**STATED PROBLEM A:**
In the rows, take the part that opens with the line containing "Please identify where the weevil body" and closes with the line containing "(8, 59), (300, 250)", and rewrite it as a Markdown table with the columns Number and Line, one line per entry and blank lines left out.

**EXCERPTED PASSAGE:**
————————

News and Interviews

On Writing, with Johanna Skibsrud

Johanna

Poet, short fiction writer, and novelist Johanna Skibsrud's timely and fascinating new collection The Description of the World (Wolsak & Wynn) delves into the documentarian's dilemma: in witnessing and describing something, are we not at the same time shaping that very thing through language and perspective? 

The Giller winner draws on images of atomic warfare and questions around nuclear fallout, inspired by artist Jean Tinguely’s Study for an End of the World, but also brings a more personal approach later in the collection, with poems that draw on her experience becoming a parent and its impact on her writing life. The two themes come together in ideas around renewal, birth, endings, and creating. 

The Description of the World is another wise and captivating book from acclaimed writer, and we're pleased to welcome Johanna to Open Book today to speak about it. She tells us about experiencing Tinguely's work next to the iconic Nevada Test Site, why her daughter's birth made her realize the book she thought was finished was still being written, and the impressive and inspiring reading list from the time she spent working on The Description of the World.

Open Book:

The Description of the World feels timely, exploring nuclear and atomic imagery and anxiety around warfare. In what ways were you influenced by current conversations around these issues while writing?

Johanna Skibsrud:

I’m definitely interested in what’s happening now—in developing technologies and our increasingly abstracted approach to war (Peter W. Singer’s Wired for War: The Robotics Revolution and Conflict in the Twenty-First Century was a big influence for a while on just about everything I was thinking and writing about)—but I’m also interested in how our contemporary attitudes towards conflict and defence are directly influenced by our complex history, and in how different ways of articulating that history create very different possible futures. For me, with this book, thinking about nuclear and atomic warfare was a way to address the limitations and possibilities of the human imagination and its relationship to actual and potential material form. I was inspired, in particular, by the Swiss sculptor Jean Tinguely’s kinetic artwork, “Study for the End of the World, No.2” (1962), which self-destructed in Lake Jean, Nevada, a stone’s throw from the (then active) Nevada Test site. My husband, John Melillo, and I visited Lake Jean in 2012, and afterward we wrote a short, surreal photo-essay, entitled “A Short Tour of the End of the World,” for Lightning Records. We end the essay by asking: “What history after history is here? We go in search for signs.” I think, in a way, I am always asking this question. Writing is a way of asking it. A way of searching for signs.

OB:

The collection delves into the idea that the very act of description, through language, also shapes what is being described. Do you find the formative effect of description and language to be inevitable, or can we describe without influencing?

————————

**DATASET ROWS:**
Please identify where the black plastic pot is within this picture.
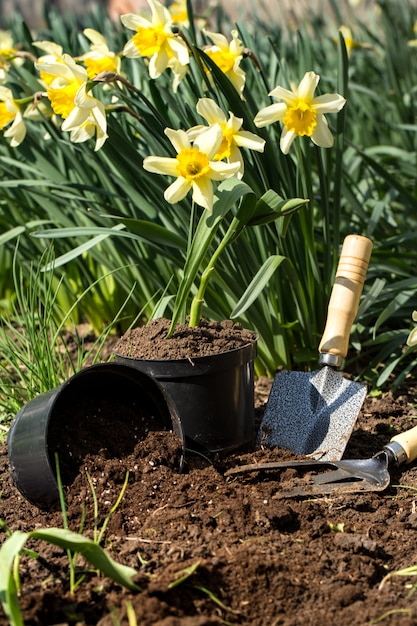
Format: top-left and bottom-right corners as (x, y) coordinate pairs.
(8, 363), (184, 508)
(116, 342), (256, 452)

————————

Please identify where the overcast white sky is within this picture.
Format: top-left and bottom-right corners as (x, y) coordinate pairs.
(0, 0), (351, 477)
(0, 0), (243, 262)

————————

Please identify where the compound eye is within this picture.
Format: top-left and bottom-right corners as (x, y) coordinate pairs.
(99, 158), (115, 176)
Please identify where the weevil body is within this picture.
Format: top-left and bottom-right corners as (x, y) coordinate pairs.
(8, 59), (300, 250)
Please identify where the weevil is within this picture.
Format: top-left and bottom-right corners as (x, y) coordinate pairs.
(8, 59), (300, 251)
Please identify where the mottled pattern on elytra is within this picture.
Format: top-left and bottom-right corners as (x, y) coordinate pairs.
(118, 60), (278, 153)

————————

**STATED PROBLEM B:**
Extend the Johanna Skibsrud interview beyond its final line.

**FINAL ANSWER A:**
| Number | Line |
|---|---|
| 1 | Please identify where the weevil body is within this picture. |
| 2 | Format: top-left and bottom-right corners as (x, y) coordinate pairs. |
| 3 | (8, 59), (300, 250) |

**FINAL ANSWER B:**
JS:

The word “description” is interesting to me precisely because it suggests both a replica or imitation of what already exists (the word comes from the Latin, descriptionem: representation, description, copy) and the creative agency of figuration. I think that language always operates within, or as, this paradox. It is gestural and imitative—always falling sideways or short of whatever it hopes to name—and at the same time is powerfully inventive, capable of influencing everything it touches, and of creating whole new realities. Plato believed that poetry was dangerous because it was merely imitative, rather than interested (like philosophy) in revealing things in their true form. One poem in the collection takes up this idea, imagining the return of a poet who’s been exiled from Plato’s Republic, and—in returning—reintroduces complexity, multiplicity and uncertainty into everybody’s lives. I believe that it’s precisely this capacity of poetry’s—to express complexity, multiplicity and uncertainty—that affords it such a powerful access to truth. Poetry is not concerned with what “is” so much as what might, or could be. It is a way of opening within language and thought a realm of possibility rather than of rote description or rhetoric. It’s prophetic: a way of suturing the connection between the past and the future, the imaginary and the real.

OB:

You draw on the birth of your daughter as inspiration for some of the poems in this collection. How did you approach these particular pieces, and in what ways has becoming a parent influenced your writing life?  

JS:

I thought I had completed the manuscript in early 2014, and in that earlier incarnation of the project the final section was titled after Jean Tinguely’s self-destroying “Study for the End of the World.” Then, on July 1, 2014 I gave birth to my daughter, Olive, and realized that the project wasn’t finished at all. I wrote a series of poems pretty quickly in the first few weeks after Olive was born and a few of those poems are what now make up the final section of the book. I wanted to think, with these poems, about how totally perplexing it is to be a human, to have a body, to be—or at least to feel—alone in the world. Because as amazed and delighted as I was by every moment of Olive’s life, I was also terrified by how vulnerable both of us had just become. It was important to me to end the book with poems that explored some of these feelings and ideas because I saw the poems—and the experience of being a new mother—to be a continuation of the problems I’d set out to explore at the beginning of the book: “what are the limits to appearance and perception? What are our responsibilities as witnesses to (and creators of) realities of which we have only partial knowledge and control? To what extent are these realities given, and to what extent do we create them?”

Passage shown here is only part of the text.